Input for this task
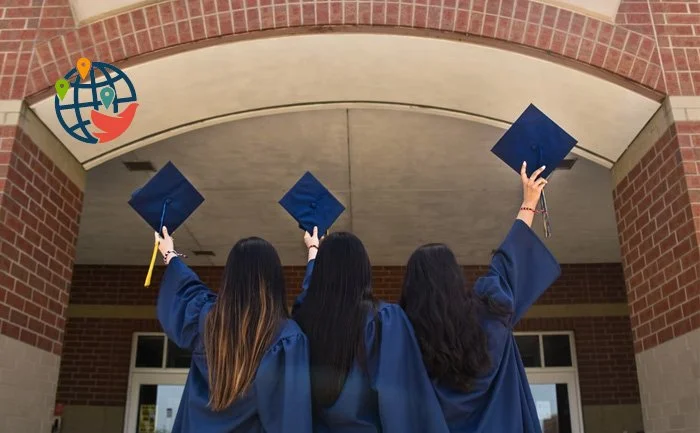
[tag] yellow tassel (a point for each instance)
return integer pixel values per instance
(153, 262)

--

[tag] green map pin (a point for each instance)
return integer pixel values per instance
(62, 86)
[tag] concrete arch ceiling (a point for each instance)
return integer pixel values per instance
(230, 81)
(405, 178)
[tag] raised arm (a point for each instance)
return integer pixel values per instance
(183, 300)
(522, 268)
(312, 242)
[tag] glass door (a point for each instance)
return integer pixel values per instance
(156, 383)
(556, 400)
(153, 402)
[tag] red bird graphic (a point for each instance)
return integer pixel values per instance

What you have to do
Every line in the entries above that has the word "each" should be identified and copied.

Finished exercise
[tag] yellow tassel (a point for each instance)
[tag] green map pin (a point for each instance)
[tag] concrete arch ceiling (a point for each instance)
[tag] raised arm (a point for each instance)
[tag] glass door (a point for each instance)
[tag] red bird graphic (a point for each instance)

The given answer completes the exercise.